--- Material supplied ---

- - - - -

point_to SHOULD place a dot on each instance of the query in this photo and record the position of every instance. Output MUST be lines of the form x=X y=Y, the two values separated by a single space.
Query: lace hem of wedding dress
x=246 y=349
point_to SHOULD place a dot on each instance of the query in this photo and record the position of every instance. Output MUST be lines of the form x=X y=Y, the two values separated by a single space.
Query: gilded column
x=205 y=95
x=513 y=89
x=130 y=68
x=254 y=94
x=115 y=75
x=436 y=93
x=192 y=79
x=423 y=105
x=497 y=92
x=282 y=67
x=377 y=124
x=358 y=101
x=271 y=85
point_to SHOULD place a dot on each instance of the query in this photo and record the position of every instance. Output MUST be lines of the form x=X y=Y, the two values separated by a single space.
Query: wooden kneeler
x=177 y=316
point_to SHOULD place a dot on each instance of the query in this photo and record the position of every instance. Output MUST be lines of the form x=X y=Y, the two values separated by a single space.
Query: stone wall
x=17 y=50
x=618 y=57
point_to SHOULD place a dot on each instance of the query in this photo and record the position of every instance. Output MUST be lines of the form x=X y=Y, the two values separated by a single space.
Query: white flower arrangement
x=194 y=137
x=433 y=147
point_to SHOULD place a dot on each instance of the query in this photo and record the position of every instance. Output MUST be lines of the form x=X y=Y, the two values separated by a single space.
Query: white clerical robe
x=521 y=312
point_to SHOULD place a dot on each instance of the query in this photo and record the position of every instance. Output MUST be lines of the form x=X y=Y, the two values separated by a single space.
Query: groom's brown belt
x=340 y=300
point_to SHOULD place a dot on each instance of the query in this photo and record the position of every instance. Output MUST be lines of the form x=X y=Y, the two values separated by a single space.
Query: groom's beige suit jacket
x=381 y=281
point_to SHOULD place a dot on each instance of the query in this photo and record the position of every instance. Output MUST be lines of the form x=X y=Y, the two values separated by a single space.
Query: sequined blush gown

- - - - -

--- Task statement ---
All of the data needs to be reproduced exactly, with no line missing.

--- Output of the task ---
point_to SHOULD place a dot on each instance of the query in this photo and record the position of every instance. Output MUST be lines of the form x=X y=Y, the two values separated by a single space.
Query: lace hem of wedding dress
x=246 y=349
point_to SHOULD place a dot on each instance of the query in this photo and record the position of every instance. Output MUST be lines of the form x=X y=Y, the two values separated by a single space.
Query: gilded column
x=205 y=95
x=513 y=89
x=130 y=68
x=254 y=94
x=115 y=75
x=436 y=93
x=192 y=79
x=423 y=105
x=497 y=92
x=282 y=67
x=377 y=124
x=358 y=101
x=271 y=85
point_to SHOULD place a dot on each instance of the query in this photo and record the position of every instance. Output MUST be lines of the form x=X y=Y, the two values separated by a single space.
Query: wooden kneeler
x=177 y=316
point_to SHOULD place a dot on each instance of the query in this photo and record the position of every instance. Output MUST be lines of the form x=X y=Y, the two values separated by a single space.
Query: stone wall
x=17 y=50
x=618 y=57
point_to SHOULD place a dot on each instance of the query in this photo and record the position of every instance. Output MUST be lines of the form x=X y=Y, the two values separated by a single space.
Query: white flower arrangement
x=194 y=137
x=433 y=147
point_to SHOULD place a dot on each instance of the query in this photo and record the position of every instance. Output MUST be lines of the form x=X y=Y, the two values separated by a single space.
Query: white clerical robe
x=521 y=312
point_to SHOULD place a dot on each instance of the query in this photo and record the position of every instance. Output MUST be lines of the form x=X y=Y, the two values separated by a single space.
Query: groom's brown belt
x=340 y=300
point_to SHOULD place a dot on each instance of the query in this photo and record the position of every instance. Output MUST be lines of the form x=X y=Y, the two values separated by a single space.
Query: groom's beige suit jacket
x=381 y=281
point_to SHOULD place a dot on each instance of the query in this photo and record the position of every instance. Output MUST be lines of the form x=X y=Y, the two values separated by a single space.
Query: sequined blush gown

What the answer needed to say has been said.